MATERIALE DI LAVORO
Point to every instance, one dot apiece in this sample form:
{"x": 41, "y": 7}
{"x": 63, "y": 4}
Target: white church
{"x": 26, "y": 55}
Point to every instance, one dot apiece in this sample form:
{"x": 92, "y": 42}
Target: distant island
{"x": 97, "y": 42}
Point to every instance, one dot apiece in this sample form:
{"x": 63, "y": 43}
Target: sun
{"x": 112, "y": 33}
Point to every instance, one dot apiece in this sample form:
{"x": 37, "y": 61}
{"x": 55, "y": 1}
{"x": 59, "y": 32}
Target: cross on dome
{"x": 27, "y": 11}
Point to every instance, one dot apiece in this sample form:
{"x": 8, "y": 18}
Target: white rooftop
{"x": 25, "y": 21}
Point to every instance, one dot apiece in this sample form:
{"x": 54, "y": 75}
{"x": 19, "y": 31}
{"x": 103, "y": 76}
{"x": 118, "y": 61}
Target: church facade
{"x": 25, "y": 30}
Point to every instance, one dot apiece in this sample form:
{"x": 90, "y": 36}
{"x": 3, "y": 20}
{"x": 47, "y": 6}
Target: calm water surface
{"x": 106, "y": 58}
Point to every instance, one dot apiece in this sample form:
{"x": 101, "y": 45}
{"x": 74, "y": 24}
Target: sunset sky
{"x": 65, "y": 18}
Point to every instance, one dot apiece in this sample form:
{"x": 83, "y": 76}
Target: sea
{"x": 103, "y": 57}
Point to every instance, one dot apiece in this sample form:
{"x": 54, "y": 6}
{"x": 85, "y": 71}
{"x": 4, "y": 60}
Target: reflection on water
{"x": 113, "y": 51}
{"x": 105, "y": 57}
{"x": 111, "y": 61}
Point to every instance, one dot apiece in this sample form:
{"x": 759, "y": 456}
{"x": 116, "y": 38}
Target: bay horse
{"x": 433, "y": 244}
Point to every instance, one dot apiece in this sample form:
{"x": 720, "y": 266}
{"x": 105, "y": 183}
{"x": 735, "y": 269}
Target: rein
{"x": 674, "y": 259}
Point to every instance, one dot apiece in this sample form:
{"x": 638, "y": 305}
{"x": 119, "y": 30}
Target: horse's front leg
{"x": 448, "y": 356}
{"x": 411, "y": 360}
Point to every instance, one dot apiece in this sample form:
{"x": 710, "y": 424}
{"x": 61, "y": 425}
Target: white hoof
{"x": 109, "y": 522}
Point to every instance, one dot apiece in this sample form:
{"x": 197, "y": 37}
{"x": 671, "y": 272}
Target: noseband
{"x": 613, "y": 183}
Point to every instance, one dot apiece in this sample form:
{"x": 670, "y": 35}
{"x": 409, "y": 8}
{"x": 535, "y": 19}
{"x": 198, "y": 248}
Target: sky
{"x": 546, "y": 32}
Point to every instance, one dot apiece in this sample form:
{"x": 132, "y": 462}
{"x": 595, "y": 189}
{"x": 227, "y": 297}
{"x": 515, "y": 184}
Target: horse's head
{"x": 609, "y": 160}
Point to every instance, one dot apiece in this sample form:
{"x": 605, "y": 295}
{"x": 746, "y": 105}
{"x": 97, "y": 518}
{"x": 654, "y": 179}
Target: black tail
* * *
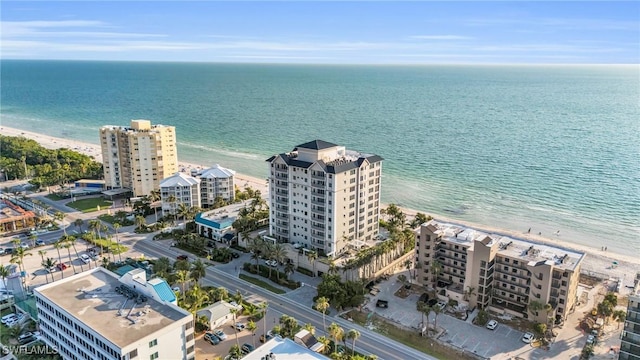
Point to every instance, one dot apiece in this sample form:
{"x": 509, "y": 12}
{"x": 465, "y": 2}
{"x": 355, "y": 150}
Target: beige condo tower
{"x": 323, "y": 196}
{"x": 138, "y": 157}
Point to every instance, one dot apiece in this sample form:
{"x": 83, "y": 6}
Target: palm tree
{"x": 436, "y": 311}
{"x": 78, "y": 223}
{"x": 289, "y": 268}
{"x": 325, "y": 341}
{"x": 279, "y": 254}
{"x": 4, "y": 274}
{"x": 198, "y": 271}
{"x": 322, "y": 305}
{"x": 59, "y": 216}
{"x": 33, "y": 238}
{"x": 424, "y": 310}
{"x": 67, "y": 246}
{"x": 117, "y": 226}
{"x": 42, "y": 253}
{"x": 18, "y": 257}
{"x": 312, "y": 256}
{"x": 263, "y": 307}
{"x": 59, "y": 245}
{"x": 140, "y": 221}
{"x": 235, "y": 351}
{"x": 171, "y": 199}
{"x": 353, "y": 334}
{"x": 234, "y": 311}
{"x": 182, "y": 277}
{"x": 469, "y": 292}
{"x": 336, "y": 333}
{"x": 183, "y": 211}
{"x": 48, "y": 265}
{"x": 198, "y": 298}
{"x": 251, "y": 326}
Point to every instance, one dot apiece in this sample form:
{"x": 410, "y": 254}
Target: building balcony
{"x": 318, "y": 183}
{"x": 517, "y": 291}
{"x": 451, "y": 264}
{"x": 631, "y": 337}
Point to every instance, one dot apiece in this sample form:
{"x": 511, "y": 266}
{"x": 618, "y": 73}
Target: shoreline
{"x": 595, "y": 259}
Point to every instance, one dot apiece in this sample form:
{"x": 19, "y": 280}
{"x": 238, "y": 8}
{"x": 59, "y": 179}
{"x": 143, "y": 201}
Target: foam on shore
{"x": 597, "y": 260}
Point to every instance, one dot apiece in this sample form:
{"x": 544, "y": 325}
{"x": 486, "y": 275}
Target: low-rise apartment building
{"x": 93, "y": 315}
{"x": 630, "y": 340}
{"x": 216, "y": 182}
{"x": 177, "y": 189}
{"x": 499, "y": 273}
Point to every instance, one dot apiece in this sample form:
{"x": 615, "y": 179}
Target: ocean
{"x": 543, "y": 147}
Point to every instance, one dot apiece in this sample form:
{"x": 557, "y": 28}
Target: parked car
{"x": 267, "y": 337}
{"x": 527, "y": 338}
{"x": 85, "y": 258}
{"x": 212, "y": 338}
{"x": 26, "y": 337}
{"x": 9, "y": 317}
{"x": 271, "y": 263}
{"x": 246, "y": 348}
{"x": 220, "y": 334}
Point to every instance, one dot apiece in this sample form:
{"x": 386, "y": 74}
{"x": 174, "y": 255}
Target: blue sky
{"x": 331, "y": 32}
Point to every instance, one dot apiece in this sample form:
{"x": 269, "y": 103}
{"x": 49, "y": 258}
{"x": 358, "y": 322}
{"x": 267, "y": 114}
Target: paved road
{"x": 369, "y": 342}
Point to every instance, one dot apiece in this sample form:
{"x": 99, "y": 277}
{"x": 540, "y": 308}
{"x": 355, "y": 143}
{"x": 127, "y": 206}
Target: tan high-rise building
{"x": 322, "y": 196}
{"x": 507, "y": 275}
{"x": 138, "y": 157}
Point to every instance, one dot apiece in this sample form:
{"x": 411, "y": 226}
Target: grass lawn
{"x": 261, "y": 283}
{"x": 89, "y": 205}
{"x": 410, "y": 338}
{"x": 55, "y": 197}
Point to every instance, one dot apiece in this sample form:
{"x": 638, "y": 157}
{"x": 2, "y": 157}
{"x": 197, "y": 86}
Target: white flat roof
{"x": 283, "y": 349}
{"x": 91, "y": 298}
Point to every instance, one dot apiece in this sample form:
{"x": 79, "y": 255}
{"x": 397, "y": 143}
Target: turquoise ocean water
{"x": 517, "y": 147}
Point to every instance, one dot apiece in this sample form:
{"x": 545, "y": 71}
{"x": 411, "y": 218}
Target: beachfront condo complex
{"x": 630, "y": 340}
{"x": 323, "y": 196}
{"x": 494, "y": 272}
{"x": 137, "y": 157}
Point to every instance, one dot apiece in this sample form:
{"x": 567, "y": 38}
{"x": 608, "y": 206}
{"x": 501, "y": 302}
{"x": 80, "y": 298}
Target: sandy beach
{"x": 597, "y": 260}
--
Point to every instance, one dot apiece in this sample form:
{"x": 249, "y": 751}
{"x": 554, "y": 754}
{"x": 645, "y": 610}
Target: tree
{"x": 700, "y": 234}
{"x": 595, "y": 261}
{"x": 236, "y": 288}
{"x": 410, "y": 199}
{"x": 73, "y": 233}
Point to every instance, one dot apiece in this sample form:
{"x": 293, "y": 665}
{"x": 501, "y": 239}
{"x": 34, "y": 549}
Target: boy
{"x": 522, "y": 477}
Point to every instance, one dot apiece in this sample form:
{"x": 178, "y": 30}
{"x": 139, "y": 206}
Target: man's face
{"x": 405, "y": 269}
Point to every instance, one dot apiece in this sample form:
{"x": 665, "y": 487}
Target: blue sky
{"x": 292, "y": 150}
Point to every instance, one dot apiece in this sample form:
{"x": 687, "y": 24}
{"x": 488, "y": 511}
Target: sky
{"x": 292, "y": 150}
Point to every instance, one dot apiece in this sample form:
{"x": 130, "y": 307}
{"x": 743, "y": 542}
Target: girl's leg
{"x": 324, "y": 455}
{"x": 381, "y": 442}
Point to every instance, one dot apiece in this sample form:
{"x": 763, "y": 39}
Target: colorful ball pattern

CONSEGNA
Individua nelle righe qui sopra quelle in cui compare la parola "building" e ricopiale tutte.

ESITO DEL COMPITO
Target: building balcony
Target: low-rise apartment building
Target: tan high-rise building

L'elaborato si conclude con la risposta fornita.